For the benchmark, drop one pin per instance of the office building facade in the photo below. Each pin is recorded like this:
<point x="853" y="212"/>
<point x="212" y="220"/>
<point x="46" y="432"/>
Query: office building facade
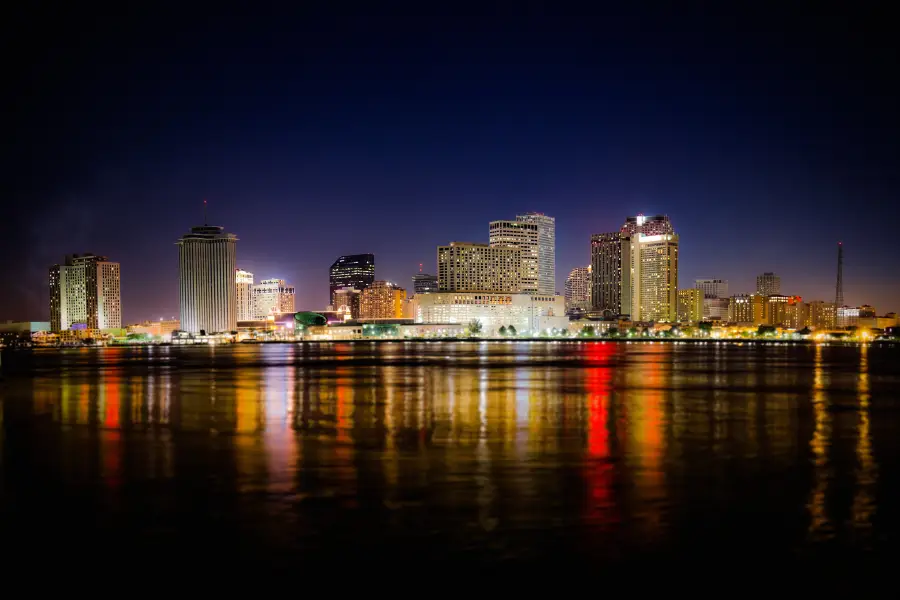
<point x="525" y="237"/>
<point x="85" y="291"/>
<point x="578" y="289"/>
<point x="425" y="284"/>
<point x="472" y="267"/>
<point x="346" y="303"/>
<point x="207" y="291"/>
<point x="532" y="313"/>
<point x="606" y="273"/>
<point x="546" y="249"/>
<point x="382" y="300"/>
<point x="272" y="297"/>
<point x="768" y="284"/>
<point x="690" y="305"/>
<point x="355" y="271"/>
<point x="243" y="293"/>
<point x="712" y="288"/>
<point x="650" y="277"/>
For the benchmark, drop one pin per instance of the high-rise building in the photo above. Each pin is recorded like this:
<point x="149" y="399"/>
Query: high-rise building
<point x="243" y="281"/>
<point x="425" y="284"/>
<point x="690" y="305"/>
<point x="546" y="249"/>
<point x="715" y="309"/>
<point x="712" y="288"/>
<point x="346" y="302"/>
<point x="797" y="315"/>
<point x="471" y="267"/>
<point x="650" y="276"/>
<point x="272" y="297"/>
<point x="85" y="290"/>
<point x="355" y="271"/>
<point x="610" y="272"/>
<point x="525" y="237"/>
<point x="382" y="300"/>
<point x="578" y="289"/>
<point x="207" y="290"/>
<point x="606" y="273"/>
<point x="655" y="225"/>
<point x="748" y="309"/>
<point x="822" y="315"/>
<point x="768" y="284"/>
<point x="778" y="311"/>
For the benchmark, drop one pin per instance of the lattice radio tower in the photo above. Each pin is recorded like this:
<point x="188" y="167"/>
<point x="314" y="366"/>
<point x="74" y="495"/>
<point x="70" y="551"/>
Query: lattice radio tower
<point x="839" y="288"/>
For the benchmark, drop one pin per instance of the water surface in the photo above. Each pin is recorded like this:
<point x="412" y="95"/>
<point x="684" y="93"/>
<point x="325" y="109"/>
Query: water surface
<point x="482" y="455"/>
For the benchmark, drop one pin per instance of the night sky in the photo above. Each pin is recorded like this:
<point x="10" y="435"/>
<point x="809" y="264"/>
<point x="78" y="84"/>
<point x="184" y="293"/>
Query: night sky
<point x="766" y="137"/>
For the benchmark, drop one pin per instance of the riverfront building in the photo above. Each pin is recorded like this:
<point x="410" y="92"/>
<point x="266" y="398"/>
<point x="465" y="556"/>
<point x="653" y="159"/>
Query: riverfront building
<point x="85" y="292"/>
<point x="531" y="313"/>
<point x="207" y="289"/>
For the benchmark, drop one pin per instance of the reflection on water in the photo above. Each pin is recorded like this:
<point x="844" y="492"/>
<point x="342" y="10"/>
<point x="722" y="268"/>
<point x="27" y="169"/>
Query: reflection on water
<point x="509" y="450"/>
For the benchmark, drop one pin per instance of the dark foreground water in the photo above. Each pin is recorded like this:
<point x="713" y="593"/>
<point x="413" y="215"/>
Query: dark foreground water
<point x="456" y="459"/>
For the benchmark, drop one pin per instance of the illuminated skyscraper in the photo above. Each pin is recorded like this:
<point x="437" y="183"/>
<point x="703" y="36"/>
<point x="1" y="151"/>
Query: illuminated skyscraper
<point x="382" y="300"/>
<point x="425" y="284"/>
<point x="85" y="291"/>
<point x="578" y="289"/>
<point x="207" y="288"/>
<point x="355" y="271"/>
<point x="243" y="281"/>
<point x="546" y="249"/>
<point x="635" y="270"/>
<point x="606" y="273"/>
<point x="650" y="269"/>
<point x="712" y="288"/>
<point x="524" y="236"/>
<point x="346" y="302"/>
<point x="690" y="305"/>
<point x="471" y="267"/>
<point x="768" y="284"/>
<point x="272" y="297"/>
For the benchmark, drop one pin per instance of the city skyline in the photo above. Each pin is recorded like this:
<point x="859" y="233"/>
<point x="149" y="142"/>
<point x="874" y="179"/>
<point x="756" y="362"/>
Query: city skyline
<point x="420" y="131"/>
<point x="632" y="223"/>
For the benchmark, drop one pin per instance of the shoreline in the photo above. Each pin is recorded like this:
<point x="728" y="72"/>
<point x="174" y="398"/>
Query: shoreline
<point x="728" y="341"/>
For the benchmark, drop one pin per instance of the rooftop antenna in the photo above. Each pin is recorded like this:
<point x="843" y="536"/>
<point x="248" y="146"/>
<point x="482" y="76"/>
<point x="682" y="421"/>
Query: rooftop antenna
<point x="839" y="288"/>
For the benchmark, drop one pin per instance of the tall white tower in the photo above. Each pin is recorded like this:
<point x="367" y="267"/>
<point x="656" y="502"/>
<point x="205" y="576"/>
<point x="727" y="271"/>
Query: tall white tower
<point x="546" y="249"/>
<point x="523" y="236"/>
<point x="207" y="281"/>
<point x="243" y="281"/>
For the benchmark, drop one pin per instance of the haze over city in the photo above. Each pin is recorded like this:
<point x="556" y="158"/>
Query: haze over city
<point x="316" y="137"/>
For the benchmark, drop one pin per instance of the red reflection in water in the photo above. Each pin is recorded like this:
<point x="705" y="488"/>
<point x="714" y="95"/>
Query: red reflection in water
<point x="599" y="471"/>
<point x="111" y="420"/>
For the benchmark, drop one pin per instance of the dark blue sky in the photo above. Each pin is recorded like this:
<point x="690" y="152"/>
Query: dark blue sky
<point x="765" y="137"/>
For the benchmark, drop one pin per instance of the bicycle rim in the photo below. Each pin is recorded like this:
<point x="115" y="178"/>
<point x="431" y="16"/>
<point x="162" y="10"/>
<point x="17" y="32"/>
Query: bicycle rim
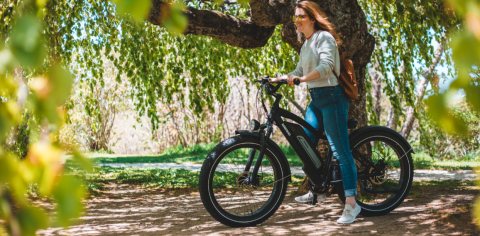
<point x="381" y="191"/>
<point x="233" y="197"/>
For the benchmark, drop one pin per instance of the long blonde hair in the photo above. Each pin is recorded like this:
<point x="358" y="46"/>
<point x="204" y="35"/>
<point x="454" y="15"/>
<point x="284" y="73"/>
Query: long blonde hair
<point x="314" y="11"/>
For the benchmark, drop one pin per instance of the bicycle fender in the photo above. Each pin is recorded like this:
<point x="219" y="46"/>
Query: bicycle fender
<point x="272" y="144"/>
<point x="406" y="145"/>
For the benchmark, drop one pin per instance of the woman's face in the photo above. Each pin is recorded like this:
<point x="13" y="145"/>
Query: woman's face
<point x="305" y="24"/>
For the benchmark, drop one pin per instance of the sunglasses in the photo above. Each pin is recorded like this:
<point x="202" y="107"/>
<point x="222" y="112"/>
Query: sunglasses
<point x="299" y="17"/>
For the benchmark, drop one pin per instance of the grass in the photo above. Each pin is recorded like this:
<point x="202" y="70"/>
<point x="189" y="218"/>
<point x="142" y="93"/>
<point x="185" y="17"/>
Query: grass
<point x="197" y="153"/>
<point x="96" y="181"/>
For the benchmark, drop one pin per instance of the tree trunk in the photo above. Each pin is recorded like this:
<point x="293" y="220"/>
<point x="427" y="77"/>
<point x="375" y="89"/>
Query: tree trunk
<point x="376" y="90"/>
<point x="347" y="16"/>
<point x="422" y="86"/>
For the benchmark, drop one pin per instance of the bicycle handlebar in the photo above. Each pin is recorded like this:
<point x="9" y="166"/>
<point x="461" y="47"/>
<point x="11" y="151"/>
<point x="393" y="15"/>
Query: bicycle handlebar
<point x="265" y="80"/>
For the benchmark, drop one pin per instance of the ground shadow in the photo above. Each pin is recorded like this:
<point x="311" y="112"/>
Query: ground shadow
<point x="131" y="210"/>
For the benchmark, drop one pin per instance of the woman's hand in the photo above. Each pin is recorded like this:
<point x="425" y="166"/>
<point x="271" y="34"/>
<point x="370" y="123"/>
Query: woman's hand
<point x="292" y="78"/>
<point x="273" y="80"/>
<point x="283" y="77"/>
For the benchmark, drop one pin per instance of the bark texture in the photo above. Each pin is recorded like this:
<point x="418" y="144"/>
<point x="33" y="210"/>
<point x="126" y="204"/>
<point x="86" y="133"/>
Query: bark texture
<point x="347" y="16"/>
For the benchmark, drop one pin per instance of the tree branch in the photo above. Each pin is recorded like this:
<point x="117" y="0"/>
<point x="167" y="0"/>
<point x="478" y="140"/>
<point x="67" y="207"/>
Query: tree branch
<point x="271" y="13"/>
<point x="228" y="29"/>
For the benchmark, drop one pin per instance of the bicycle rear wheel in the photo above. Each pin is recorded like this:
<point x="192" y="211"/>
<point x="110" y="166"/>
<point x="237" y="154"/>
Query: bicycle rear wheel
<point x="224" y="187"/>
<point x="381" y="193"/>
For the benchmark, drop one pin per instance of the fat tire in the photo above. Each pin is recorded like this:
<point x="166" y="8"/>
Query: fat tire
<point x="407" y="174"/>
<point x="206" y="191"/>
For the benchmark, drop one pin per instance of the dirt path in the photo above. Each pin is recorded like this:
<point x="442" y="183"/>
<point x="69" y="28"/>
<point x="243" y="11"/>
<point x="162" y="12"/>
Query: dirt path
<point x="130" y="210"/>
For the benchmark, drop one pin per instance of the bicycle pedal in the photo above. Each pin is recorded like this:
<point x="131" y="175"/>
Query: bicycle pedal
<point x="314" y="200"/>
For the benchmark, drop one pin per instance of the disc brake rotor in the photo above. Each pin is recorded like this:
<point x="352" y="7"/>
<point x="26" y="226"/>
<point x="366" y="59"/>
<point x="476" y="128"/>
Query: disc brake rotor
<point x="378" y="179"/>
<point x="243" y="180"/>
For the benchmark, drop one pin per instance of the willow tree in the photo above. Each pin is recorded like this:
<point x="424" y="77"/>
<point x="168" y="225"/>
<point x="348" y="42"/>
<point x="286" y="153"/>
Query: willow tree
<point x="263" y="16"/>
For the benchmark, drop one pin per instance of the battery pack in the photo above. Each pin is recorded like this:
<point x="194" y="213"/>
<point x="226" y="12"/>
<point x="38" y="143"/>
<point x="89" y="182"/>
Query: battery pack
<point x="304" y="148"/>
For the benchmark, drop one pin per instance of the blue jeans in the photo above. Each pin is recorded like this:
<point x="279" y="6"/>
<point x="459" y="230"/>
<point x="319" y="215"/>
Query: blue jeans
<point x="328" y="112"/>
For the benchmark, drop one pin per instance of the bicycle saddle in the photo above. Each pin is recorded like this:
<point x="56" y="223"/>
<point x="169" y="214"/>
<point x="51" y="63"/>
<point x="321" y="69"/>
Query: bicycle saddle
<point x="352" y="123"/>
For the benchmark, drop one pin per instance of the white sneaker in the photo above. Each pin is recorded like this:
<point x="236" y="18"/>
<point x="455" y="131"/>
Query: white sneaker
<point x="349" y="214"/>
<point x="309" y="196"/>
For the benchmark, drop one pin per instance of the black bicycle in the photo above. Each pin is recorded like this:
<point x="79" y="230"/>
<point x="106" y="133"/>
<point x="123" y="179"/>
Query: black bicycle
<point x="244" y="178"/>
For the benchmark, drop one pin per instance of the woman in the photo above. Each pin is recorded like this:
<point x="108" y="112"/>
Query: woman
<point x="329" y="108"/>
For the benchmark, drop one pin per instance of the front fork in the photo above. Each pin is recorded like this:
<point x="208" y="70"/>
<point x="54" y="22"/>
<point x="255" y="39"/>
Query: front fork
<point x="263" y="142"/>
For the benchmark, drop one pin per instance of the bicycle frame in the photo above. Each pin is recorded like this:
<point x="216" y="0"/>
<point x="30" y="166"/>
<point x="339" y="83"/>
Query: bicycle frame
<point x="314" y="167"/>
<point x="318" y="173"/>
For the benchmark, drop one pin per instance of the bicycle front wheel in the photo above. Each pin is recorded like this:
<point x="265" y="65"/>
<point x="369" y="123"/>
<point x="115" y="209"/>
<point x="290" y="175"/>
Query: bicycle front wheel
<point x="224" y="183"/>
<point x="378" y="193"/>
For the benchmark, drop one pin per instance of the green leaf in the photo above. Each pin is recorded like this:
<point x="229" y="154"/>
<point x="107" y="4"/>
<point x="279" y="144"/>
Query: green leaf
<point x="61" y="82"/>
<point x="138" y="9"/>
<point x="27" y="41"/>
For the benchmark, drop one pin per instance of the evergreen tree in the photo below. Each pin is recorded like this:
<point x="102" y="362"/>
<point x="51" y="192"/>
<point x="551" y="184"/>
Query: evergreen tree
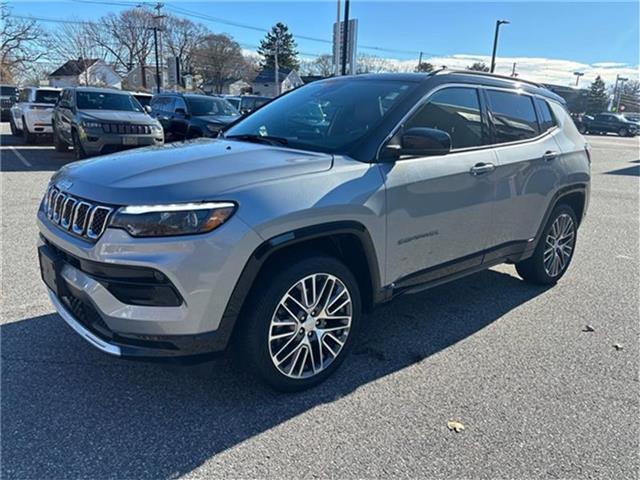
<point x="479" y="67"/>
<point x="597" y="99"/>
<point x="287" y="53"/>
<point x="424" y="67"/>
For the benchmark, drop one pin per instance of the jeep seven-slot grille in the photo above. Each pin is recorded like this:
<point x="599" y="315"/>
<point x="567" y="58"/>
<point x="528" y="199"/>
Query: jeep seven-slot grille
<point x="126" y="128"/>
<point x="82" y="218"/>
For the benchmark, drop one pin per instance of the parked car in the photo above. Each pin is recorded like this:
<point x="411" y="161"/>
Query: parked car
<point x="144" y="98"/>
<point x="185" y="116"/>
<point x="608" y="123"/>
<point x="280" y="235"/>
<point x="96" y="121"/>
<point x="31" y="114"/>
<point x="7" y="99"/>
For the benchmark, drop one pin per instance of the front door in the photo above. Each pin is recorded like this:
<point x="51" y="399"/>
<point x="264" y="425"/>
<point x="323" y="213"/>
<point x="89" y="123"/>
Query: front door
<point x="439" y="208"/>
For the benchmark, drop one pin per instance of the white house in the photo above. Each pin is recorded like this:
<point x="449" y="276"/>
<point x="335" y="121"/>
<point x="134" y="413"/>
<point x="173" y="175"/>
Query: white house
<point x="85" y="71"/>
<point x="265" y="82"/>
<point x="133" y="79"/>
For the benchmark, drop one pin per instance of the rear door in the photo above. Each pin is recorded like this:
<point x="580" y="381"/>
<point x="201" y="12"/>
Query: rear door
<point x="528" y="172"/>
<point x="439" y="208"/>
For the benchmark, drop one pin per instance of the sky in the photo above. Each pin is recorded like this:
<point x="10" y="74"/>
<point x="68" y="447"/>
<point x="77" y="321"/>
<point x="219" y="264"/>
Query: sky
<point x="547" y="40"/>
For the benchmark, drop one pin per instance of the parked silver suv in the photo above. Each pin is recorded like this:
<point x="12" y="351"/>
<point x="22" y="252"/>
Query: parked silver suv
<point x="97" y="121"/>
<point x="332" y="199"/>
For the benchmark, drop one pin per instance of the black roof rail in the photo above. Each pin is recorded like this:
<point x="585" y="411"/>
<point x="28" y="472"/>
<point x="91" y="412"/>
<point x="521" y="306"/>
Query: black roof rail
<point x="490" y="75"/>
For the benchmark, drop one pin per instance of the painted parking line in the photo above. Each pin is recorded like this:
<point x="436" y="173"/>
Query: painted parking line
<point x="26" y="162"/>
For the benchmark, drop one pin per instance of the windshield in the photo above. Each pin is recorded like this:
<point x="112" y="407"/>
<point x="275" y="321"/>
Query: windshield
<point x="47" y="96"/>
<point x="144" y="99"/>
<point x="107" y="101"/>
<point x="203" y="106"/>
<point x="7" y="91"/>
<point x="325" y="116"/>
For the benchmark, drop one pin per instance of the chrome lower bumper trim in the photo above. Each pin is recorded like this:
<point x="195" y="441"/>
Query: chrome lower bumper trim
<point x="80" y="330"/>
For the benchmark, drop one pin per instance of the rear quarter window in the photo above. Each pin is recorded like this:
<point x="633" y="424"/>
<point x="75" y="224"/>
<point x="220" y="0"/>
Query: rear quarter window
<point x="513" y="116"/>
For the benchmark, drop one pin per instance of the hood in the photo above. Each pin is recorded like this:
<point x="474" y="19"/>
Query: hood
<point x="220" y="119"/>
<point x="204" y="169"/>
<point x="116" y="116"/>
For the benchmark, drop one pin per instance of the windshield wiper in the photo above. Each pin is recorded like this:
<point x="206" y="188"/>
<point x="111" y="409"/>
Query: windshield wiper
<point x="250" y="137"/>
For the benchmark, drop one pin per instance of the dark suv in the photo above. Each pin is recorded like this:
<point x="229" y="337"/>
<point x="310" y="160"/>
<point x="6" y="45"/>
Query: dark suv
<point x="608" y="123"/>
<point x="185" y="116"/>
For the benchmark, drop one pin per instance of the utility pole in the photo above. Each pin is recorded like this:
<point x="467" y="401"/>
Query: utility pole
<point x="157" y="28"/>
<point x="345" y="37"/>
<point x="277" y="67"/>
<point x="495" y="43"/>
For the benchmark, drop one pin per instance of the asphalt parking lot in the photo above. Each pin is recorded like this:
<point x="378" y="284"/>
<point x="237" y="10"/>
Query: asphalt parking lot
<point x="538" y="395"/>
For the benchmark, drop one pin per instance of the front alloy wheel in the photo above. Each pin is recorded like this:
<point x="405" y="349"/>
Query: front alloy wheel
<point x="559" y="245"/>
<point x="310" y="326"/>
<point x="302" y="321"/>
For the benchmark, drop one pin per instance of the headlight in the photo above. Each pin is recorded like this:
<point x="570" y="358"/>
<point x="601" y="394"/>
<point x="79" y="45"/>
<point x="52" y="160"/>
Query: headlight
══════════
Instruction:
Reproduce verbatim every line from the one containing "the front alloy" through the last line of the items, with both ends included.

Exercise answer:
For the benchmark, drop one pin per instance of the front alloy wheel in the photo above. Each pin is recorded like this:
<point x="405" y="349"/>
Query: front alloy wheel
<point x="559" y="245"/>
<point x="310" y="326"/>
<point x="302" y="321"/>
For the benchmark, drop one pin per instance of the headlight in the photo above. Each pin is recorded like this:
<point x="570" y="358"/>
<point x="601" y="394"/>
<point x="79" y="45"/>
<point x="52" y="160"/>
Query: headlight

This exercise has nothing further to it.